What the exercise asks
All of the entries need to be set down exactly as they read.

Extracted records
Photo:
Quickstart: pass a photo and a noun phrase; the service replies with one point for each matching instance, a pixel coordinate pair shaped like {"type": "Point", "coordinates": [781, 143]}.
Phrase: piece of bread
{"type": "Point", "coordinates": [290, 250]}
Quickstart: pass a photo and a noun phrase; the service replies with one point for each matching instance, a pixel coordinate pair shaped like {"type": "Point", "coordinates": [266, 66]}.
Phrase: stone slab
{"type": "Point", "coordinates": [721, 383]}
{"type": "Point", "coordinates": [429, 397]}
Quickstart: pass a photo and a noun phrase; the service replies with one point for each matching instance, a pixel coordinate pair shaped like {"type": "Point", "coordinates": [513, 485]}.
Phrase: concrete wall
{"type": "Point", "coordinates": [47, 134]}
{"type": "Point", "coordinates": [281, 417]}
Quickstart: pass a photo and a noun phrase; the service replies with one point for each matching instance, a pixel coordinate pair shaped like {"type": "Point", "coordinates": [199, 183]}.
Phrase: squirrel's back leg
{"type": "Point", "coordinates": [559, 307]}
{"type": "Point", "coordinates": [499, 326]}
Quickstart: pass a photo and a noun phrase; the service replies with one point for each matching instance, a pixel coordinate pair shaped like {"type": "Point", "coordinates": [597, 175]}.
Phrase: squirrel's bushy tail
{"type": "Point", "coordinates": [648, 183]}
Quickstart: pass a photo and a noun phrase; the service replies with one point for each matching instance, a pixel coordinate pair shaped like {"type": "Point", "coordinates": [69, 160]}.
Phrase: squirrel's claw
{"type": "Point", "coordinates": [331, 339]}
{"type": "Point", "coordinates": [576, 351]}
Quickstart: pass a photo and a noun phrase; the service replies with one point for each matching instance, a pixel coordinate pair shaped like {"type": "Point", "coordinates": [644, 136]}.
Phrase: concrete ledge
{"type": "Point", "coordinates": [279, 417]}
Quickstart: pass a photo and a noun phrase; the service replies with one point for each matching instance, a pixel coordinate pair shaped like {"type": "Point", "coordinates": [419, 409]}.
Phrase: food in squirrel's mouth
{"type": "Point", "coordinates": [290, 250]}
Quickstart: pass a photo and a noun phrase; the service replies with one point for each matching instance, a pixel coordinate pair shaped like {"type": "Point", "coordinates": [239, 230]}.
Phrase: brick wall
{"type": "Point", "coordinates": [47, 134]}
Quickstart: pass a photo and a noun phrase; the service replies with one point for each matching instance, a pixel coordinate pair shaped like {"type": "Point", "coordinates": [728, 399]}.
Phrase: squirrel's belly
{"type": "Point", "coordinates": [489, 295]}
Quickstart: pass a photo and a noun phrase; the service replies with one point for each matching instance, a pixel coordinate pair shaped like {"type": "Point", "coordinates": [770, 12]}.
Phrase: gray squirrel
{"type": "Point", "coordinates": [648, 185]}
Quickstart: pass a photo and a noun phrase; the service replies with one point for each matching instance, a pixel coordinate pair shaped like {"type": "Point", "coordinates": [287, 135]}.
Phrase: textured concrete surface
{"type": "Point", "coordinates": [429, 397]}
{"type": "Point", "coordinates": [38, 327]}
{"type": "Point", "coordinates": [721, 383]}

Answer to the exercise
Photo:
Quickstart: pass a photo and a noun phrase; the service replies with one point for each matching instance, a pixel coordinate pair shaped like {"type": "Point", "coordinates": [781, 143]}.
Phrase: piece of bread
{"type": "Point", "coordinates": [290, 250]}
Quickstart: pass a photo and a noun phrase; the service replies with one point for each matching instance, a pixel coordinate pair shaped like {"type": "Point", "coordinates": [266, 66]}.
Phrase: stone slab
{"type": "Point", "coordinates": [721, 383]}
{"type": "Point", "coordinates": [429, 397]}
Quickstart: pass a photo and a noun phrase; the service replies with one point for each matching instance, a pixel coordinate pair shaped like {"type": "Point", "coordinates": [513, 485]}.
Phrase: concrete wall
{"type": "Point", "coordinates": [47, 134]}
{"type": "Point", "coordinates": [281, 417]}
Quickstart: pass a photo and a noun phrase; the service replies with one point for each matching instance, a pixel coordinate pair shaped like {"type": "Point", "coordinates": [199, 183]}.
Phrase: squirrel's back leg
{"type": "Point", "coordinates": [559, 307]}
{"type": "Point", "coordinates": [499, 326]}
Quickstart: pass a photo and a noun phrase; the service replies with one point for each matching instance, a pixel coordinate pair shaped like {"type": "Point", "coordinates": [597, 175]}.
Phrase: squirrel's bushy tail
{"type": "Point", "coordinates": [648, 183]}
Quickstart: pass a photo and a noun phrase; the service replies with one point for each matching instance, a pixel coordinate pair shaped like {"type": "Point", "coordinates": [69, 160]}.
Phrase: squirrel's claw
{"type": "Point", "coordinates": [331, 339]}
{"type": "Point", "coordinates": [576, 351]}
Quickstart: pass a photo and a noun phrase; the service replies with one point for each matching instance, a pixel coordinate pair shaped like {"type": "Point", "coordinates": [644, 136]}.
Phrase: concrete ledge
{"type": "Point", "coordinates": [279, 417]}
Quickstart: pass a photo and a noun phrase; the service replies with one point for each matching instance, a pixel coordinate pair shaped like {"type": "Point", "coordinates": [419, 409]}.
Phrase: food in squirrel's mouth
{"type": "Point", "coordinates": [290, 250]}
Quickstart: pass a photo and a noun phrase; the service replies with one point for each matching instance, a pixel coordinate pair shaped like {"type": "Point", "coordinates": [239, 230]}.
Phrase: brick wall
{"type": "Point", "coordinates": [47, 134]}
Quickstart: pass a photo and a noun phrase; the service replies with one point for each matching instance, a pixel coordinate pair shaped like {"type": "Point", "coordinates": [728, 399]}.
Phrase: squirrel's belly
{"type": "Point", "coordinates": [489, 295]}
Quickstart: pass a photo and a noun phrase; the service replies with one point for each matching instance, a pixel coordinate pair shaped like {"type": "Point", "coordinates": [770, 12]}.
Phrase: gray squirrel
{"type": "Point", "coordinates": [648, 185]}
Quickstart: pass a photo and a noun phrase; the service replies with one point for each matching instance, a pixel coordinate pair shaped like {"type": "Point", "coordinates": [287, 135]}.
Phrase: textured concrete surface
{"type": "Point", "coordinates": [429, 397]}
{"type": "Point", "coordinates": [38, 327]}
{"type": "Point", "coordinates": [721, 383]}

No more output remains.